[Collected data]
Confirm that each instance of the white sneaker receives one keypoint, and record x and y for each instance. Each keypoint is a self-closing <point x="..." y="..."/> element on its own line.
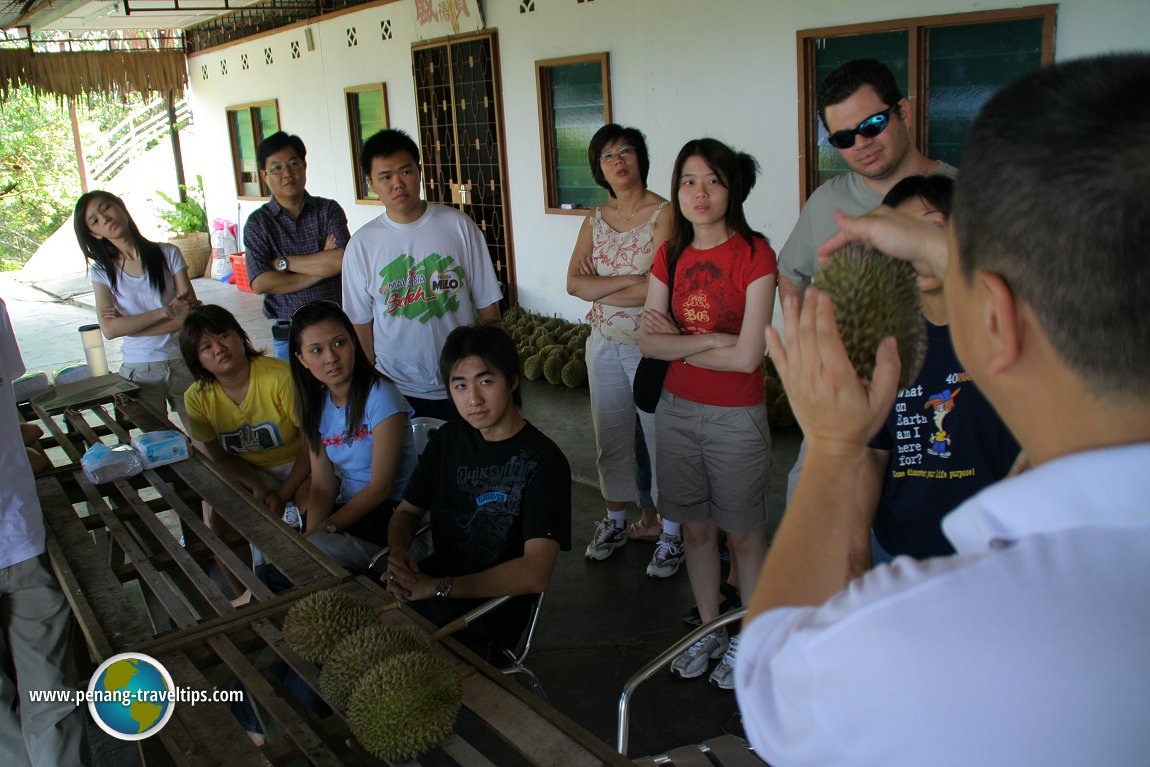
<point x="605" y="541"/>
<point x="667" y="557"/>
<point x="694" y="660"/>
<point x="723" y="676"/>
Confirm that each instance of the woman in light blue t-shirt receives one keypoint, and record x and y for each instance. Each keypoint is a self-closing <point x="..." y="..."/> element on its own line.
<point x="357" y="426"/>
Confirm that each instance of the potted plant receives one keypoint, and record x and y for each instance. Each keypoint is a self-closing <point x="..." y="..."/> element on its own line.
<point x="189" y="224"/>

Written task: Please lay out every line of the material above as a numbered list, skipping blank lines and leaving the pictures out.

Task answer:
1. Confirm that each instance of the white sneaker receives one keypoint, and record x and y for each instance. Each keypoint is a self-closing <point x="..." y="..."/> element on its own line.
2. <point x="605" y="541"/>
3. <point x="667" y="557"/>
4. <point x="694" y="660"/>
5. <point x="723" y="676"/>
6. Confirm that each instance of the woman in light blue t-shirt receives one keypoint, and record x and y for each instance. Each keypoint is a self-closing <point x="..." y="..."/> element on its own line.
7. <point x="357" y="426"/>
8. Confirm that each instance of the potted plant receives one keypoint, and record x and y for each instance. Each keypoint is a self-closing <point x="..." y="..."/> element on its own line.
9. <point x="189" y="224"/>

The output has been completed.